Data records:
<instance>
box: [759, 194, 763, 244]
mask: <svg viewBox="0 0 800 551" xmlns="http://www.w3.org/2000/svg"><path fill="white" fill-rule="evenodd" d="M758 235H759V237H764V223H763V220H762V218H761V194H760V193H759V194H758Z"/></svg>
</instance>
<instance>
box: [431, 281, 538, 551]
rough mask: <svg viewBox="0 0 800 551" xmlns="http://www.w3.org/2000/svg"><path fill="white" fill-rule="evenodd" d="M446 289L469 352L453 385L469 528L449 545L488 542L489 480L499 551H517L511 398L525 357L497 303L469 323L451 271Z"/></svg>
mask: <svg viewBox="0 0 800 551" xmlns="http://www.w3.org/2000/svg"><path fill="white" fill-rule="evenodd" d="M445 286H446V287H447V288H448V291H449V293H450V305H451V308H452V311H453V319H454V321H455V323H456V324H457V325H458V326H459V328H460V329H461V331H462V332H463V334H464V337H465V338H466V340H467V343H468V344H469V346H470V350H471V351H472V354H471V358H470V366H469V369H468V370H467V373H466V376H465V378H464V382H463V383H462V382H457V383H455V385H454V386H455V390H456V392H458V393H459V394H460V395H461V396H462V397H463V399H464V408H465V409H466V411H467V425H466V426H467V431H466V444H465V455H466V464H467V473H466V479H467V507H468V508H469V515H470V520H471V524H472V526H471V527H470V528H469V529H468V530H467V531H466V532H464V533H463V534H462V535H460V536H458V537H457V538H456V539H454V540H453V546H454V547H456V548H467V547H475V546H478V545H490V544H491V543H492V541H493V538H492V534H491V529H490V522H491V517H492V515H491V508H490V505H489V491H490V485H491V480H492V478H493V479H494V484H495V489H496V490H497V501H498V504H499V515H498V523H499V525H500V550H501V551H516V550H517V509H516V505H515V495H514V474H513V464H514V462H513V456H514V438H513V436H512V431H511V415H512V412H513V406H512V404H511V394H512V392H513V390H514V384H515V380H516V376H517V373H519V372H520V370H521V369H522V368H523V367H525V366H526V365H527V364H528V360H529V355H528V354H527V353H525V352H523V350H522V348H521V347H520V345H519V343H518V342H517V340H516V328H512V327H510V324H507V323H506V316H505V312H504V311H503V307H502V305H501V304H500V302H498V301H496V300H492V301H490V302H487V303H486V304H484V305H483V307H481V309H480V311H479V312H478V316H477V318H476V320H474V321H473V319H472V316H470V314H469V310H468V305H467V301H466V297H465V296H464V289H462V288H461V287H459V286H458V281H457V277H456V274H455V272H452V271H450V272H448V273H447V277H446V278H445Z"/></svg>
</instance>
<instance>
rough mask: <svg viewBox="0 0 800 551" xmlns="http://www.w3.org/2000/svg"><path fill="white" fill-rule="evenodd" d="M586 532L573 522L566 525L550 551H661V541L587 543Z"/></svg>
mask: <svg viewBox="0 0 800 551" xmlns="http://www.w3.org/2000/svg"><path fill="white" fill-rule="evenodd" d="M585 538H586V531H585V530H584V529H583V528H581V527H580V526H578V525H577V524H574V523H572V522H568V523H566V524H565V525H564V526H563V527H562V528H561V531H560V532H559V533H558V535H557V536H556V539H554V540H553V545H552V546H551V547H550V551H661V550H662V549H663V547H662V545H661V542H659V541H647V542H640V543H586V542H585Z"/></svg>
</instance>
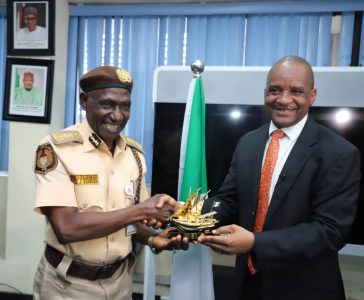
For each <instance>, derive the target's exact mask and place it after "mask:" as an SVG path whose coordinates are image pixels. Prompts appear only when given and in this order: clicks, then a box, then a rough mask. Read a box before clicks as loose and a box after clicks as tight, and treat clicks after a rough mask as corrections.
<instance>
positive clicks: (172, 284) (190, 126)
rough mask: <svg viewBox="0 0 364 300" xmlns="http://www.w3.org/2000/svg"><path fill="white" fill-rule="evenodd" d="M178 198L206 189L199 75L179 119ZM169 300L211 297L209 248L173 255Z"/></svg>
mask: <svg viewBox="0 0 364 300" xmlns="http://www.w3.org/2000/svg"><path fill="white" fill-rule="evenodd" d="M178 182H179V195H180V197H179V200H180V201H186V200H187V197H188V193H189V191H190V188H191V190H192V192H195V191H196V189H198V188H201V190H200V192H201V193H205V192H207V176H206V151H205V96H204V91H203V86H202V79H201V77H197V78H194V79H193V80H192V82H191V84H190V89H189V93H188V99H187V103H186V111H185V117H184V121H183V129H182V138H181V151H180V169H179V181H178ZM170 295H171V300H186V299H188V300H213V299H214V288H213V276H212V262H211V251H210V248H208V247H206V246H204V245H194V244H190V248H189V250H188V251H179V252H177V253H176V254H175V255H174V256H173V269H172V278H171V294H170Z"/></svg>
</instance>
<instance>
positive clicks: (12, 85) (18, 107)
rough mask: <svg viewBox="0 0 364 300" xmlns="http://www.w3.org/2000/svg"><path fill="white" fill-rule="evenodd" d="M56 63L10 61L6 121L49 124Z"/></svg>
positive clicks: (6, 109)
mask: <svg viewBox="0 0 364 300" xmlns="http://www.w3.org/2000/svg"><path fill="white" fill-rule="evenodd" d="M53 66H54V61H53V60H43V59H25V58H7V61H6V74H5V93H4V97H5V98H4V110H3V119H4V120H9V121H19V122H34V123H50V117H51V108H52V105H51V102H52V86H53Z"/></svg>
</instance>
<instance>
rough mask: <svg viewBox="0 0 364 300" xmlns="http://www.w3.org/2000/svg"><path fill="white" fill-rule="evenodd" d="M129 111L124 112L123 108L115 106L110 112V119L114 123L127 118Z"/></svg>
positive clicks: (128, 115)
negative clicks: (113, 122)
mask: <svg viewBox="0 0 364 300" xmlns="http://www.w3.org/2000/svg"><path fill="white" fill-rule="evenodd" d="M129 114H130V113H129V112H126V111H125V110H124V109H123V108H121V107H119V106H115V108H114V110H113V112H112V113H111V119H112V120H113V122H115V123H119V122H121V121H124V120H127V119H129Z"/></svg>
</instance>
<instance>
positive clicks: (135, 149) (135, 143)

• [TASK STATEMENT]: Can you give all the items above again with "rough mask" renamed to "coarse mask" everywhere, changing nothing else and leaving out the pictures?

• [SOLUTION TO THIS EXERCISE]:
<instance>
box: [759, 194, 763, 244]
mask: <svg viewBox="0 0 800 551" xmlns="http://www.w3.org/2000/svg"><path fill="white" fill-rule="evenodd" d="M758 235H759V237H764V223H763V220H762V218H761V194H760V193H759V194H758Z"/></svg>
</instance>
<instance>
box: [431, 281, 538, 551]
coarse mask: <svg viewBox="0 0 800 551" xmlns="http://www.w3.org/2000/svg"><path fill="white" fill-rule="evenodd" d="M446 289L469 352L453 385L469 528L449 545L488 542L489 480L499 551H517L511 398L525 357L497 303L469 323L451 271Z"/></svg>
mask: <svg viewBox="0 0 800 551" xmlns="http://www.w3.org/2000/svg"><path fill="white" fill-rule="evenodd" d="M445 286H446V287H447V288H448V291H449V293H450V305H451V308H452V311H453V319H454V321H455V323H456V324H457V325H458V326H459V328H460V329H461V331H462V332H463V334H464V337H465V338H466V340H467V343H468V344H469V346H470V350H471V351H472V354H471V358H470V366H469V369H468V370H467V373H466V376H465V378H464V382H463V383H462V382H457V383H455V385H454V386H455V390H456V392H458V393H459V394H460V395H461V396H462V397H463V399H464V408H465V409H466V411H467V425H466V426H467V431H466V444H465V455H466V464H467V473H466V479H467V507H468V508H469V515H470V520H471V524H472V526H471V527H470V528H469V529H468V530H467V531H466V532H464V533H463V534H462V535H460V536H458V537H457V538H456V539H454V540H453V546H454V547H456V548H467V547H475V546H478V545H490V544H491V543H492V541H493V538H492V534H491V529H490V522H491V517H492V515H491V508H490V505H489V491H490V485H491V480H492V478H493V479H494V484H495V489H496V490H497V501H498V504H499V515H498V523H499V525H500V550H501V551H516V550H517V509H516V505H515V495H514V474H513V464H514V462H513V456H514V438H513V436H512V431H511V415H512V412H513V406H512V404H511V394H512V392H513V390H514V384H515V380H516V376H517V373H519V372H520V370H521V369H522V368H523V367H525V366H526V365H527V364H528V360H529V355H528V354H527V353H525V352H523V350H522V348H521V347H520V345H519V343H518V342H517V340H516V328H512V327H510V324H507V323H506V316H505V312H504V311H503V307H502V305H501V304H500V302H498V301H496V300H492V301H490V302H487V303H486V304H484V305H483V307H481V309H480V311H479V312H478V316H477V318H476V320H474V321H473V319H472V316H470V314H469V310H468V305H467V301H466V297H465V296H464V289H462V288H461V287H459V286H458V281H457V277H456V274H455V272H452V271H450V272H448V273H447V277H446V278H445Z"/></svg>
</instance>
<instance>
coarse mask: <svg viewBox="0 0 800 551" xmlns="http://www.w3.org/2000/svg"><path fill="white" fill-rule="evenodd" d="M586 532L573 522L566 525L550 551H661V541L587 543Z"/></svg>
mask: <svg viewBox="0 0 800 551" xmlns="http://www.w3.org/2000/svg"><path fill="white" fill-rule="evenodd" d="M585 538H586V531H585V530H584V529H583V528H581V527H580V526H578V525H577V524H574V523H572V522H568V523H566V524H565V525H564V526H563V527H562V528H561V531H560V532H559V533H558V535H557V536H556V539H554V540H553V545H552V546H551V547H550V551H661V550H662V549H663V547H662V545H661V542H659V541H647V542H640V543H586V542H585Z"/></svg>
</instance>
For each <instance>, derive the target's exact mask and place it after "mask:" as an SVG path whose coordinates are image pixels. Prompts appear only when given and in this order: clicks, then a box, then a coarse mask. Read a box before clicks as loose and a box after clicks as tight, and treat clicks after a coarse mask as corrections.
<instance>
positive clicks: (172, 284) (190, 126)
coarse mask: <svg viewBox="0 0 364 300" xmlns="http://www.w3.org/2000/svg"><path fill="white" fill-rule="evenodd" d="M178 198L206 189L199 75L179 119ZM169 300L211 297L209 248L173 255Z"/></svg>
mask: <svg viewBox="0 0 364 300" xmlns="http://www.w3.org/2000/svg"><path fill="white" fill-rule="evenodd" d="M178 182H179V195H180V197H179V200H180V201H186V200H187V197H188V193H189V191H190V188H191V190H192V192H195V191H196V189H198V188H201V190H200V192H201V193H205V192H207V176H206V151H205V96H204V91H203V86H202V79H201V77H197V78H194V79H193V80H192V82H191V84H190V89H189V93H188V99H187V103H186V111H185V117H184V121H183V129H182V138H181V151H180V169H179V181H178ZM170 295H171V300H186V299H188V300H213V299H214V288H213V276H212V262H211V251H210V248H208V247H206V246H204V245H194V244H190V248H189V250H188V251H179V252H177V253H176V254H175V255H174V256H173V269H172V278H171V294H170Z"/></svg>
</instance>
<instance>
positive clicks: (12, 85) (18, 107)
coarse mask: <svg viewBox="0 0 364 300" xmlns="http://www.w3.org/2000/svg"><path fill="white" fill-rule="evenodd" d="M56 63L10 61L6 121L49 124Z"/></svg>
positive clicks: (6, 109)
mask: <svg viewBox="0 0 364 300" xmlns="http://www.w3.org/2000/svg"><path fill="white" fill-rule="evenodd" d="M53 66H54V61H53V60H43V59H25V58H7V61H6V74H5V93H4V97H5V98H4V110H3V119H4V120H9V121H19V122H34V123H50V117H51V108H52V105H51V102H52V86H53Z"/></svg>
</instance>
<instance>
coarse mask: <svg viewBox="0 0 364 300" xmlns="http://www.w3.org/2000/svg"><path fill="white" fill-rule="evenodd" d="M129 111L124 112L123 108L115 106L110 112V119L114 123L127 118Z"/></svg>
positive clicks: (128, 115)
negative clicks: (113, 122)
mask: <svg viewBox="0 0 364 300" xmlns="http://www.w3.org/2000/svg"><path fill="white" fill-rule="evenodd" d="M129 114H130V113H129V112H126V111H125V110H124V109H123V108H121V107H119V106H115V108H114V110H113V112H112V113H111V119H112V120H113V122H115V123H119V122H121V121H124V120H127V119H129Z"/></svg>
</instance>
<instance>
positive clicks: (135, 149) (135, 143)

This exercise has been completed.